Sunday, February 21, 2010

Syracuse: Last Mass for Great Gothic Holy Trinity Church

Syracuse: Last Mass for Great Gothic Holy Trinity Church - What Now?

Its not been an easy month for Gothic architecture in Syracuse. In addition to the request by the City Department of Code Enforcement to demolish the Gothic Cottage on South Salina Street, the city witnessed the closing of Holy Trinity (Roman Catholic) Church at 501 Park Street on the North Side. Holy Trinity, built from 1905 to 1912, is one of Syracuse’s most impressive Gothic Revival buildings. The closing of the church was announced in December, together with the pending closing of Saint John the Evangelist Church, another great Gothic building that once served as the city’s Catholic Cathedral. Last Sunday the final mass was celebrated at Holy Trinity. You can read about it here.


Holy Trinity Church interior views. All photos by Samuel D. Gruber 2010

At the turn of the 20th century the Northside as home to many German Catholic and Lutheran churches and many of these were Gothic, a favorite style among German-American immigrants beginning in the 1840s. Most are now demolished or transformed to different use. For at least the last half century the identity of Holy Trinity has been Italian, those more recently new parishioners include Vietnamese Catholics. Whatever their national origins the great German-Gothic hall style church has been a landmark of architecture, community and faith in the neighborhood. Its tall two towered fa├žade, augmented by its siting on a local highpoint, soars above other buildings in the area. It is the most impressive building of any sort in that part of the city.

Its future is unknown. The track record for reuse of Catholic churches is not good. Until recent years the Catholic Church has been loath to close churches, and for many generations replacement populations of new Catholic immigrant groups have made reuse unnecessary. So far, Catholic churches have not been offered for use to other Christian denominations or religions. [n.b This has changed with the sale and reuse of St. Peter's church on James Street -- SDG 10/29/12].

This building, though, is still in very good condition. When I visited a few days before the final mass, the only areas in need of repair that I could see were small patches of deteriorated plaster from water damage in the west tower stairwell, and those seemed to be dry, indicating that the source of the damage (which was probably bad drainage off the roof) has been repaired (n.b my visit was limited to the sanctuary and choir loft). Thus, this closure is not comparable to that South Presbyterian Church where significant repairs were needed, but had been put off for a long time by the small struggling congregation.


Holy Trinity Church exterior views from Park Street. All photos: Samuel D. Gruber 2009Nonetheless, Holy Trinity (or whatever name it will assume) will require considerable maintenance no matter what its future. But no one should be allowed to make the argument that bad condition requires demolition. But as we know from so many similar situations in Syracuse – leaving a building like this empty for even one or two winters can cause great harm – from ice or thieves!

+-------+

◆ Problems
• a. List every church named in the Holy Trinity Church post.
• b. According to the Holy Trinity Church post, during which years was Holy Trinity built?
• c. In the Holy Trinity Church post, rewrite the passage from "Its not been" up to and including "about it here.", substituting "Victorian Cottage" for "Gothic Cottage".
The listing is separate material and has no connection to the Holy Trinity Church post.

+-------+

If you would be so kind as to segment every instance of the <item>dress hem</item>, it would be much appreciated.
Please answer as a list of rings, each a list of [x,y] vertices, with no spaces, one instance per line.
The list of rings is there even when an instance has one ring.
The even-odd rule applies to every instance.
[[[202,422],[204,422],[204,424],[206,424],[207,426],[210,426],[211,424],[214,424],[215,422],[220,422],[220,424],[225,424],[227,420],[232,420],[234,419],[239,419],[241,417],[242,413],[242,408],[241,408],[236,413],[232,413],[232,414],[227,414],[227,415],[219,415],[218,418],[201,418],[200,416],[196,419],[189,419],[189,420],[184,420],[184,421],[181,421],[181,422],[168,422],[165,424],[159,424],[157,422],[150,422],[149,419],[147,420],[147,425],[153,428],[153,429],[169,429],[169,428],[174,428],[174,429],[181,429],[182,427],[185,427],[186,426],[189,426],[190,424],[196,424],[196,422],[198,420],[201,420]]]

+-------+

◆ Results in order
• a. Holy Trinity (Roman Catholic) Church, Saint John the Evangelist Church, St. Peter's church, South Presbyterian Church

• b. It was built from 1905 to 1912.

• c.
Its not been an easy month for Gothic architecture in Syracuse. In addition to the request by the City Department of Code Enforcement to demolish the Victorian Cottage on South Salina Street, the city witnessed the closing of Holy Trinity (Roman Catholic) Church at 501 Park Street on the North Side. Holy Trinity, built from 1905 to 1912, is one of Syracuse’s most impressive Gothic Revival buildings. The closing of the church was announced in December, together with the pending closing of Saint John the Evangelist Church, another great Gothic building that once served as the city’s Catholic Cathedral. Last Sunday the final mass was celebrated at Holy Trinity. You can read about it here.